» YOUR TASK: Each record below should be reproduced as it is written, with pictures left out entirely.

[Image point grounding data]
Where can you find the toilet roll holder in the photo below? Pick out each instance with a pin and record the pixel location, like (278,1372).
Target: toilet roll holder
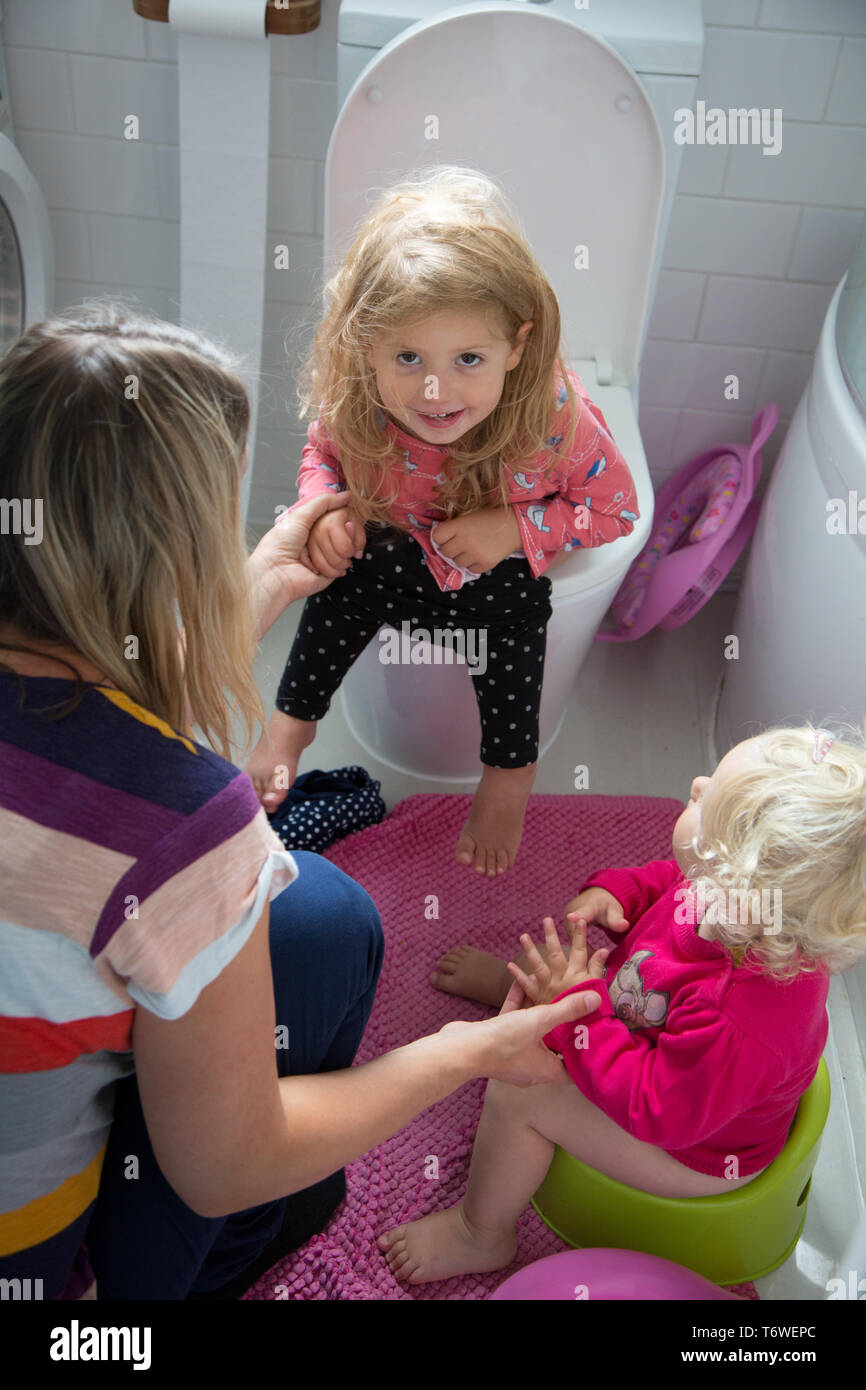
(300,15)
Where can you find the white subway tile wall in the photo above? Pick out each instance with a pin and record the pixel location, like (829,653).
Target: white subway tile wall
(755,249)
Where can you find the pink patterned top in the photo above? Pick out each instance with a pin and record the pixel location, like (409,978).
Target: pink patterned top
(587,501)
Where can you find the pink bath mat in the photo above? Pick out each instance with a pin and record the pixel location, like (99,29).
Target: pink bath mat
(428,904)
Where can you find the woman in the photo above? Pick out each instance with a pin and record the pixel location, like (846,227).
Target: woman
(159,947)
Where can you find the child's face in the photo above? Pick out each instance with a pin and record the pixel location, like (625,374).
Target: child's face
(451,362)
(704,790)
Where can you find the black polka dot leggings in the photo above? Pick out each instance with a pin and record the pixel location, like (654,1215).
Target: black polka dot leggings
(503,616)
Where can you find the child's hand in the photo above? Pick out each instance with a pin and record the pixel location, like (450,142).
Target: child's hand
(597,905)
(549,979)
(334,541)
(480,540)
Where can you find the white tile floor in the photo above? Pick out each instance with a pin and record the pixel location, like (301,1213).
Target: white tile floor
(656,699)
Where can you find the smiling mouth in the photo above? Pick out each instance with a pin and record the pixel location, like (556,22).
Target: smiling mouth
(442,417)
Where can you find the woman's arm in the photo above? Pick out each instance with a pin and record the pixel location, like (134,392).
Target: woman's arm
(230,1134)
(275,567)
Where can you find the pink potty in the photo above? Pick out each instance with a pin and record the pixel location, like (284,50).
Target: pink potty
(608,1275)
(702,519)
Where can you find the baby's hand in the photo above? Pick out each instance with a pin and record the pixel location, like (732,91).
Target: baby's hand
(334,541)
(597,905)
(480,540)
(551,979)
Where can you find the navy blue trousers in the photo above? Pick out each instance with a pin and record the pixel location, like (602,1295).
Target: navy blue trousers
(327,950)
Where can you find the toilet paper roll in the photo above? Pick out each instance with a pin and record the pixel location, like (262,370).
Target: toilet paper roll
(231,18)
(224,78)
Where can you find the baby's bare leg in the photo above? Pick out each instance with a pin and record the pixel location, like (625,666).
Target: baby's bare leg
(513,1148)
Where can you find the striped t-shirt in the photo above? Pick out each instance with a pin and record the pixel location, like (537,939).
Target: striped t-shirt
(134,866)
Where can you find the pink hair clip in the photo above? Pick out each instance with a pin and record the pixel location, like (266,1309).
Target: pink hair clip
(822,752)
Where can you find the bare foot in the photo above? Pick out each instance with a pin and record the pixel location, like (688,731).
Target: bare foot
(473,975)
(444,1244)
(274,763)
(492,831)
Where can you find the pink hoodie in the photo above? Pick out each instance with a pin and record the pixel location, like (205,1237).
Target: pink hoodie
(588,501)
(688,1051)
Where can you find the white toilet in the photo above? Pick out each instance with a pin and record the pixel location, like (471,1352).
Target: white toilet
(578,132)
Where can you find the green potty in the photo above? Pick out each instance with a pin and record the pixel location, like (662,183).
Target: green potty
(730,1239)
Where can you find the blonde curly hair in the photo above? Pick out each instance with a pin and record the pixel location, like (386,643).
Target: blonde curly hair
(794,826)
(441,239)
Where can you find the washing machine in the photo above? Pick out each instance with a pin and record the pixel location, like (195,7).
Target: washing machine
(27,250)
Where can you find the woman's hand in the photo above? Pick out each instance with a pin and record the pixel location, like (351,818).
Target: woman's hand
(278,566)
(480,540)
(334,542)
(515,1051)
(549,977)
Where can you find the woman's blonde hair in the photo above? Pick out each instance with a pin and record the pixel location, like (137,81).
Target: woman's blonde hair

» OUTPUT OF THE TASK:
Where can you find the toilet roll holder in the photo below? Pick out each instance with a pin and record the pixel location, like (278,1372).
Target: toilet roll holder
(300,15)
Where can you find the white subway tile wall in the photo above? Pick out each instance with a pin and record the pixel location, like (829,653).
Target: white subway tile wall
(755,249)
Where can you find the pink patterned top in the photo above? Pick out each instance with a pin and record the pixel location, like (409,978).
Target: pink patterned top
(587,501)
Where can you find the pink bath mat in the photo above? Pick out each instance with a pin and record the pixel location, like (99,29).
Target: pink bath mat
(428,904)
Where can you find the woman in the photo above? Pick out each instance with a pin and record the pixel location, like (846,227).
Target: woman
(159,947)
Where can you find the child's face in the photo above? Pick out each instance with a pin and record the pixel location, like (625,374).
Target: child's face
(451,362)
(704,790)
Where can you find the black polka dot leggings in the photo above? Pick out each instance with a pin and record the pixel location, like (654,1215).
Target: black polka dot leggings
(503,616)
Where can you find the child's hand in the photo above? Pick out each instance with a pin and record the pixel location, like (450,142).
Target: child's hand
(597,905)
(549,979)
(334,541)
(480,540)
Where can you find the white tile floor in the photo above? Pick out each instance with a pin and record the pixel location, like (301,1213).
Target: white tile floor
(656,699)
Where can you find the smiling mouth in the photo above? Pick out each instance with a pin and record the pixel location, like (556,22).
Target: smiling mouth
(442,417)
Where can you find the woman's arm in the photo above? Pick out each instance with a pin and record the pixel location, like (134,392).
Target: woman's arm
(230,1134)
(275,567)
Where can you find the pink potty in the photo above? Pick out each instance with a pin and record the pixel location, like (284,50).
Target: pink potty
(608,1275)
(702,519)
Where can you find the baby's hand in the photo above? Pick out each instance with a pin and record the pixel location, like (732,91).
Target: baby's hand
(334,541)
(597,905)
(480,540)
(551,979)
Where can you find the navy blue trousers in the photo above? Pick out each instance with a pin and record the pixel location, like (602,1295).
Target: navy blue trousers
(327,950)
Where can you find the toilet paper roll in the photo above? Pick out each instance with a pin and record the pixel location, like (262,370).
Target: toilet paper roll
(231,18)
(224,78)
Where can you find the baby's bare leg in the photo above? Pick out each instance with a pin and record the pixel location, like (625,666).
Target: baby's bare leg
(513,1148)
Where can you find the striped t-shirt in the photo above? Pick out each instance with a pin and record the pixel location, like (537,939).
Target: striped t-shirt
(134,866)
Where can you find the pink hair clip in the photo above? Pick out each instance with a pin and record the pixel location, like (266,1309).
Target: pink hair clip
(822,752)
Where can you find the bare foot in the photo above? Pick out each instance with a pin and record the pixel location, like (688,731).
Target: bare foot
(473,975)
(444,1244)
(274,763)
(492,831)
Where can you find the pink hoodie in the photo above? Pick out each instance with a pin and record the pixel location, like (205,1237).
Target: pink hoodie
(588,501)
(688,1051)
Where can you find the white toilet in the photo above? Pick out each instance with a pin and record the pixel location, like (471,1352).
Target: white toilet
(578,132)
Where can you find the green potty in the photo above? Pick out each instance with a pin and record the pixel location, like (662,183).
Target: green potty
(730,1239)
Where can you find the blonde curly hair in the photo above? Pick out each instance with a pin and record the pixel location, like (386,643).
Target: blonde curly hair
(794,826)
(441,239)
Where can you find the washing machine in the photo above? Pick out each instance with a pin and record the pixel location, like (195,7).
Target: washing machine
(27,250)
Where can you find the woman's hand in the photo above? Pick out each instance with a pin and record the pixel location, like (351,818).
Target: woman's hand
(278,566)
(480,540)
(334,542)
(515,1051)
(549,977)
Where can you find the woman's blonde hair in the photo above? Pick out each instance with a pin and record the pixel location, like (137,81).
Target: woman's blonde hair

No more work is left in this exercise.